_What is being asked_. Reproduce all the lines below exactly and omit the images.

_Given data_.
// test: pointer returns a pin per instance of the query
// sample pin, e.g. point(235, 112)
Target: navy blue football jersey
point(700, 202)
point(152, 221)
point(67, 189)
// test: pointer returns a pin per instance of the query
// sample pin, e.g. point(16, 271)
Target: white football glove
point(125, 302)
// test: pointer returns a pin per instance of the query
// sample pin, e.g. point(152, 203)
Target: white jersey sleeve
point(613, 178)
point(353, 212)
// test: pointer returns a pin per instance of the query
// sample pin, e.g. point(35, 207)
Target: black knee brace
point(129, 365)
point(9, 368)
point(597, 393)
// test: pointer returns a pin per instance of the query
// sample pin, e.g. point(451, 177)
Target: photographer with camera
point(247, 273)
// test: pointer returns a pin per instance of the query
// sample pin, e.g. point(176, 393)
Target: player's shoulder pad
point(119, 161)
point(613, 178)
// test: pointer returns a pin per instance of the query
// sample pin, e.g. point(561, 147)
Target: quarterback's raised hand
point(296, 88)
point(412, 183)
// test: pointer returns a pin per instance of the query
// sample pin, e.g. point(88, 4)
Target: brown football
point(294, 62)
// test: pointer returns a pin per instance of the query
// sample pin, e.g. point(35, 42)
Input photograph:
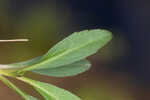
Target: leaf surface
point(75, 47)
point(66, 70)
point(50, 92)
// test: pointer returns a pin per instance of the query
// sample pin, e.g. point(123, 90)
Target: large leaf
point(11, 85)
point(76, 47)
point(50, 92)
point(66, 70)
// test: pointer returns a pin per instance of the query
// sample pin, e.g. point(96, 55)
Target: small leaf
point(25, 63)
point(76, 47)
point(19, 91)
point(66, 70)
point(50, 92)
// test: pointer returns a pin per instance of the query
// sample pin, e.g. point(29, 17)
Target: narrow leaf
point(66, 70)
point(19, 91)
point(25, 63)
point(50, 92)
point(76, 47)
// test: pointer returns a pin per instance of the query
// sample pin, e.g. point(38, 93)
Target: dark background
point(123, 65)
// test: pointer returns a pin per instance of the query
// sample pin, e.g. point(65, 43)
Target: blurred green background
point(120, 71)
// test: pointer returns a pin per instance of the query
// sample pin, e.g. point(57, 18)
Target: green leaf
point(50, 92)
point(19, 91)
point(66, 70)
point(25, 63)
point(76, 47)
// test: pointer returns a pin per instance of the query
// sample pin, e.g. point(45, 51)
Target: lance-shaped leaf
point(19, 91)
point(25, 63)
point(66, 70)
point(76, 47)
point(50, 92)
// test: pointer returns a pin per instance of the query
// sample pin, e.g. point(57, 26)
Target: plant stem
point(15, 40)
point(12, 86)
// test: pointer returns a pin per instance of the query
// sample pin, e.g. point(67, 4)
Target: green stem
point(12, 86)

_Output of the task_.
// test: pointer returns a pin per instance of the query
// sample pin, e.g. point(235, 112)
Target: navy blue football jersey
point(700, 202)
point(152, 221)
point(67, 189)
// test: pointer returns a pin per instance of the query
// sample pin, e.g. point(16, 271)
Target: white football glove
point(125, 302)
// test: pointer returns a pin per instance of the query
// sample pin, e.g. point(152, 203)
Target: white jersey sleeve
point(613, 178)
point(353, 212)
// test: pointer returns a pin per instance of the query
// sample pin, e.g. point(35, 207)
Target: black knee brace
point(129, 365)
point(9, 368)
point(597, 393)
// test: pointer returns a pin per instance of the query
// sample pin, e.g. point(451, 177)
Target: photographer with camera
point(247, 273)
// test: pointer returns a pin per instance of the query
// sample pin, e.g. point(176, 393)
Target: player's shoulder pad
point(119, 161)
point(613, 178)
// test: pointer returns a pin per instance of the query
// sample pin, e.g. point(561, 147)
Target: quarterback's raised hand
point(296, 88)
point(412, 183)
// test: pointer returns a pin per instance of the query
// sample pin, e.g. point(88, 4)
Target: brown football
point(294, 62)
// test: pointer returns a pin per instance of the query
// sample pin, e.g. point(35, 42)
Input photograph:
Target: leaf surface
point(75, 47)
point(66, 70)
point(50, 92)
// test: pointer returns a pin per instance of the query
// sample pin, e.g. point(123, 90)
Target: large leaf
point(11, 85)
point(76, 47)
point(50, 92)
point(66, 70)
// test: pointer returns a pin per instance of the query
// sample pin, e.g. point(96, 55)
Target: small leaf
point(25, 63)
point(76, 47)
point(19, 91)
point(66, 70)
point(50, 92)
// test: pointer returns a pin per instance of the query
// sample pin, e.g. point(29, 17)
Target: narrow leaf
point(66, 70)
point(19, 91)
point(25, 63)
point(50, 92)
point(76, 47)
// test: pointer returns a pin per instance of the query
// sample pin, e.g. point(38, 93)
Target: dark background
point(123, 65)
// test: pointer returns a pin per instance of the query
// sample pin, e.g. point(65, 43)
Target: blurred green background
point(120, 71)
// test: pointer returns a pin per instance of the query
// sample pin, e.g. point(57, 18)
Target: green leaf
point(50, 92)
point(19, 91)
point(66, 70)
point(25, 63)
point(76, 47)
// test: pointer returns a pin per instance of the query
// sample pin, e.g. point(45, 51)
Target: lance-shaped leaf
point(19, 91)
point(25, 63)
point(66, 70)
point(76, 47)
point(50, 92)
// test: pointer returns a pin per instance of the query
// sample pin, e.g. point(57, 26)
Target: plant stem
point(15, 40)
point(12, 86)
// test: pointer returns a pin per instance of the query
// sample pin, e.g. point(67, 4)
Target: green stem
point(12, 86)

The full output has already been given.